EXERCISE DIRECTIONS:
Please duplicate the material from the line containing "the alpine valley?" through the line containing "(545, 86), (1051, 337)", reproducing each line without any change.

INFORMATION SHOWN:

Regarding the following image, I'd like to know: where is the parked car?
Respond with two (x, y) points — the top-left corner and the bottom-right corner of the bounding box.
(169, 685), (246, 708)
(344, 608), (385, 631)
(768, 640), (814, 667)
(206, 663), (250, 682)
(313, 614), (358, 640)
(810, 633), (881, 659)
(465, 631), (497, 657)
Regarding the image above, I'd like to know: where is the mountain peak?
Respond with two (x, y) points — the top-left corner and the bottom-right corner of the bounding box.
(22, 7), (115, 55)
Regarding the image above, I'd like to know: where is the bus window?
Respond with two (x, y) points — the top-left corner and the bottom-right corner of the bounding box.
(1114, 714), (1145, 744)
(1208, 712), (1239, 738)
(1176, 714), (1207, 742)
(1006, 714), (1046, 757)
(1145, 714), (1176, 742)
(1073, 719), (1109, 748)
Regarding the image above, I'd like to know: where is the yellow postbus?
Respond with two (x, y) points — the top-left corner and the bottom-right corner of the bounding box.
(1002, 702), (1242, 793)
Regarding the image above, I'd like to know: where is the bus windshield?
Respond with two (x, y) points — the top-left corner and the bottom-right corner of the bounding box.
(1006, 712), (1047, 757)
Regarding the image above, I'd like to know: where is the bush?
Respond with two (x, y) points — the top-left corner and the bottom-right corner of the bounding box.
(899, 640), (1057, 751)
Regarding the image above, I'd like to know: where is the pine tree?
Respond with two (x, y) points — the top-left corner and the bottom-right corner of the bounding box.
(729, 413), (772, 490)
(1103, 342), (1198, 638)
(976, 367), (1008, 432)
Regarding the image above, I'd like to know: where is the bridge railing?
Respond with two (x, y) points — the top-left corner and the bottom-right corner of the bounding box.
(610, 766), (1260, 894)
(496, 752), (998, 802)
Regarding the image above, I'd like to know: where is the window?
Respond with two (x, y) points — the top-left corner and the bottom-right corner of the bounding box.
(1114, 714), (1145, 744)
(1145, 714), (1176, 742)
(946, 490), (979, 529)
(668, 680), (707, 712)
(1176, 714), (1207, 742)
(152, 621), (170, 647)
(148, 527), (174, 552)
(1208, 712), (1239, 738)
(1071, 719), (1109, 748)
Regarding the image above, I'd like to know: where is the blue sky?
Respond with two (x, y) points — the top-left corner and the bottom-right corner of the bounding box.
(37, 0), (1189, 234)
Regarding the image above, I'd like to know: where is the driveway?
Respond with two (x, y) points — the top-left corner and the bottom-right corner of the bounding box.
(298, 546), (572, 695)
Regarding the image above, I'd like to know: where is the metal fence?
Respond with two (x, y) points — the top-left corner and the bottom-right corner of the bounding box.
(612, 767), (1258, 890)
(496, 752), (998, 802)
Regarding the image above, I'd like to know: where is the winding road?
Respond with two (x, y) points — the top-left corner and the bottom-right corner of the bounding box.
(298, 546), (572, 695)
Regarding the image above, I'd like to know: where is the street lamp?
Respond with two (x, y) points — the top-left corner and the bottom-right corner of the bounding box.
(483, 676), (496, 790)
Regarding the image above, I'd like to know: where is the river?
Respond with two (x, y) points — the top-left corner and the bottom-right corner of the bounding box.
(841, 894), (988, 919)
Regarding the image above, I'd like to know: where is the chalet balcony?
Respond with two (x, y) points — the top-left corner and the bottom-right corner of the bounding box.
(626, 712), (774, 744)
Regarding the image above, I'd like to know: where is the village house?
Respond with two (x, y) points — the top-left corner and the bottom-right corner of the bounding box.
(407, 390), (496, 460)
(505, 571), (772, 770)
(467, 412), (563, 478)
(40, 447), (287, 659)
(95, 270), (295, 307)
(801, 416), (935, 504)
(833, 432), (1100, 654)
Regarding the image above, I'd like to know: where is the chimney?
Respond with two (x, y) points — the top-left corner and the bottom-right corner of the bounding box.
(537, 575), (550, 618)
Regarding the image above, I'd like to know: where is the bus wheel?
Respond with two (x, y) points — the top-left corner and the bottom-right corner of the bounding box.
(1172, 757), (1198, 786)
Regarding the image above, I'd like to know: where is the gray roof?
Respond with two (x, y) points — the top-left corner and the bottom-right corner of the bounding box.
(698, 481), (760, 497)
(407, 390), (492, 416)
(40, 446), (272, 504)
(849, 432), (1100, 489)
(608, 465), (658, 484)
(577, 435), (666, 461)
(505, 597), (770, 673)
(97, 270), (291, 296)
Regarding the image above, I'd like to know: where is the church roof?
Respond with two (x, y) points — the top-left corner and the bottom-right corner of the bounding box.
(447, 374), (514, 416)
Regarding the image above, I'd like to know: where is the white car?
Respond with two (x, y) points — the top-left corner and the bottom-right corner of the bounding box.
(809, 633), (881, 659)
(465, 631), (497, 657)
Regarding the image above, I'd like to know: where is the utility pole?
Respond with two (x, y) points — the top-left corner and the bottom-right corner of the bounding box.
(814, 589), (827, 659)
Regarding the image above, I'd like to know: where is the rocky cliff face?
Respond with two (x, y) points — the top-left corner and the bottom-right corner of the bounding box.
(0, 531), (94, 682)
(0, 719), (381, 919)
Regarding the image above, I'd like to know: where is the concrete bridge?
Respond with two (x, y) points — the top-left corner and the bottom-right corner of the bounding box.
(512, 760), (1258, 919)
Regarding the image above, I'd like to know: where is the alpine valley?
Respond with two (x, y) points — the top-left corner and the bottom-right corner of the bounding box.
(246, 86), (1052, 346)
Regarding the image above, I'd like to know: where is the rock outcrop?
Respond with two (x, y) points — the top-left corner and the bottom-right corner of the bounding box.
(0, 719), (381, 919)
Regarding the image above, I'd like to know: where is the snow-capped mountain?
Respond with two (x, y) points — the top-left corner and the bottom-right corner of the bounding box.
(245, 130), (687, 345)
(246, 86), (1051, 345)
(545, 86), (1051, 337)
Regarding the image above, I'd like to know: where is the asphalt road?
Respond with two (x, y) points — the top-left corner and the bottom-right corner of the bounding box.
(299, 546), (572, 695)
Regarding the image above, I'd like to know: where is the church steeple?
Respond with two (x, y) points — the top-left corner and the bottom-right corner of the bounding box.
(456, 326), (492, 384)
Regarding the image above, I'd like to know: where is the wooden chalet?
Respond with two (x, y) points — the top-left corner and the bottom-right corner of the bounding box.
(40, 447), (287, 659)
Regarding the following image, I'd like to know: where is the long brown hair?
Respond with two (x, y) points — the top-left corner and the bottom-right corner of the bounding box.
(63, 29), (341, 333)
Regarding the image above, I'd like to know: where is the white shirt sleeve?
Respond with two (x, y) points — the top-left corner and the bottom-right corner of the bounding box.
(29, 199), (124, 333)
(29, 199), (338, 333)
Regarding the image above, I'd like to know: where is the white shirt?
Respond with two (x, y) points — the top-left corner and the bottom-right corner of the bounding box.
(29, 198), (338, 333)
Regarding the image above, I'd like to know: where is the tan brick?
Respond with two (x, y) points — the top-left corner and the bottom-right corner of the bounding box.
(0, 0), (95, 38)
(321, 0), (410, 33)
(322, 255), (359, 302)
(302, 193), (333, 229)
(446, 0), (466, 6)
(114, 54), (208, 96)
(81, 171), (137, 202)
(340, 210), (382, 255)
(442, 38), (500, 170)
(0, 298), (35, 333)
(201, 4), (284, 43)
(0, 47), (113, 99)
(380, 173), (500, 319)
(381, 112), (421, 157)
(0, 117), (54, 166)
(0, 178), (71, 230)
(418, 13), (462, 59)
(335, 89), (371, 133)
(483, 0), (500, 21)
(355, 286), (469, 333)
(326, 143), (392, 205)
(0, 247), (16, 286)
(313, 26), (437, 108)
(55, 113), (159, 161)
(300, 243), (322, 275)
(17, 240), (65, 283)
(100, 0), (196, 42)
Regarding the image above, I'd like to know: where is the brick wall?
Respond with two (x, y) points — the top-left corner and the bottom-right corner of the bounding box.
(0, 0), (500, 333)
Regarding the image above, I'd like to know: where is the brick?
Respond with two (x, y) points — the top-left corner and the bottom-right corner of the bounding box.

CORRECT ANSWER:
Regarding the image above, I'd like to know: where is the alpine valley?
Respond with two (x, y) points — the top-left corner and the bottom-right corner of the bounding box.
(246, 86), (1052, 346)
Regarding the image above, I'd like to know: where is the rock outcrop?
Respond with two (x, y) points — the top-left corner and the bottom-right corner of the bounding box.
(0, 719), (381, 919)
Regarding the image above, I'd like to know: where is the snow-capped mountain?
Respond with two (x, y) points — the top-left corner and the bottom-right corner of the bounding box.
(245, 130), (687, 345)
(246, 86), (1051, 345)
(545, 86), (1051, 337)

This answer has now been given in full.